[Task goal]: What is needed is an exact copy of all the records below.
--- Given information Enclosed Below ---
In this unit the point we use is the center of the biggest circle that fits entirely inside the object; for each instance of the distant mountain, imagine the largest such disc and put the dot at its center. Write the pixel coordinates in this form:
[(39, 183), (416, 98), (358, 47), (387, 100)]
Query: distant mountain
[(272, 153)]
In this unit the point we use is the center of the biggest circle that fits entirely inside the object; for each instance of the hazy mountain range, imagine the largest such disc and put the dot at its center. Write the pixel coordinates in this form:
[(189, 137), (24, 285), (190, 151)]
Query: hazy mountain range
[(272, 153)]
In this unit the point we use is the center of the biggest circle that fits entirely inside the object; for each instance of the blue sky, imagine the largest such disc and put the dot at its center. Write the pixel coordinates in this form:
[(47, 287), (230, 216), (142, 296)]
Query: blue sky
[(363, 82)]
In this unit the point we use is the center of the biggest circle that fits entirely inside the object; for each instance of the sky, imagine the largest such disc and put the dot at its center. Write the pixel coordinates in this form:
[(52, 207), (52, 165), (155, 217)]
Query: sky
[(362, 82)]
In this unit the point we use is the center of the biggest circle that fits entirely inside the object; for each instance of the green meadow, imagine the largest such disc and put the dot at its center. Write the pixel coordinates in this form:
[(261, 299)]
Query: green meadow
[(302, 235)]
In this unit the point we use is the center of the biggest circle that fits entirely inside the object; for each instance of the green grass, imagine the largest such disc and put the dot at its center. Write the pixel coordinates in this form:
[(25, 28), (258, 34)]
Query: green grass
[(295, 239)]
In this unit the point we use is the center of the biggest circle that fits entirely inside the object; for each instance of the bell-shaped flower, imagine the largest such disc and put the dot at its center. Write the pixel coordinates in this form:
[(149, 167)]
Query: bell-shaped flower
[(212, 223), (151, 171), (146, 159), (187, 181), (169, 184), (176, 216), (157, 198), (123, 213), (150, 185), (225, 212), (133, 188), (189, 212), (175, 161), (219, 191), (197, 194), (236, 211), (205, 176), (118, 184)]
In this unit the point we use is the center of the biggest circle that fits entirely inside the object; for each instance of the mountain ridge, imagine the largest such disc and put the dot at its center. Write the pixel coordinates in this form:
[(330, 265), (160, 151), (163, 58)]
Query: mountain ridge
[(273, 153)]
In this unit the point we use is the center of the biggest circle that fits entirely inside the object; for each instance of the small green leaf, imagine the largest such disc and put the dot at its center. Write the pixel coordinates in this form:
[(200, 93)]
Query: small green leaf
--- End of Enclosed Given information ---
[Task response]:
In this unit the point we use is the center of the biggest circle that fits entirely inside the object; for each instance of the distant mountain, imagine the largest such disc and put the dot at its center. Write the pixel coordinates in this form:
[(39, 183), (416, 98), (358, 47), (387, 100)]
Query: distant mountain
[(272, 153)]
In this unit the point we use is the center of the biggest circle that fits entirely inside the object; for each instance of the hazy mountain range, imagine the largest such disc and put the dot at its center. Write the pixel coordinates in this form:
[(189, 137), (24, 285), (190, 151)]
Query: hazy mountain range
[(272, 153)]
In this unit the point we use is the center of the biggest circle that fits entirely inside the object; for each instance of the blue sky, imagine the largest such disc and put the dot at its center. Write the pixel coordinates in this form:
[(47, 287), (230, 216), (142, 296)]
Query: blue sky
[(363, 82)]
In this unit the point we use is the center of the biggest circle that fits entirely inside the object; for each instance of the sky, imagine the largest such disc and put the dot at its center. Write the pixel coordinates in this form:
[(52, 207), (52, 165), (155, 217)]
Query: sky
[(362, 82)]
In this unit the point we use is the center of the biggest circle that fits entirely inside the object; for each instance of the green meadow, imagine the largest such disc and put the dot at its center. Write the pixel coordinates in this form:
[(261, 299)]
Query: green meadow
[(302, 235)]
In this unit the point we use is the center of the biggest circle that fits entirely inside the object; for each instance of the green grass, imagine the largest such disc and put the dot at its center. Write the pixel coordinates in this form:
[(25, 28), (258, 34)]
Query: green grass
[(295, 239)]
In this unit the point we use is the center of the biggest circle that fits entirely inside the object; for each instance of the bell-shaped flower, imagine the largest such disc and put the dot at its center. Write the pixel coordinates in this form:
[(149, 167)]
Query: bell-shaped flower
[(212, 223), (151, 171), (146, 159), (187, 181), (169, 184), (176, 216), (157, 198), (123, 213), (150, 185), (225, 212), (133, 188), (189, 212), (175, 161), (219, 191), (197, 194), (236, 211), (205, 176), (118, 184)]
In this unit the point we use is the center of the biggest circle that fits entirely inside the object; for each instance of the mountain ridge, imagine the largest such disc and put the dot at its center. Write the pixel coordinates in this form:
[(330, 265), (160, 151), (163, 58)]
Query: mountain ridge
[(273, 153)]
In this unit the point we use is the center of the biggest circle that fits entirely inside the object; for each instance of the small green leaf, imagine the largest such disc and put the dot at its center. Write the pixel coordinates in this form:
[(200, 93)]
Query: small green leaf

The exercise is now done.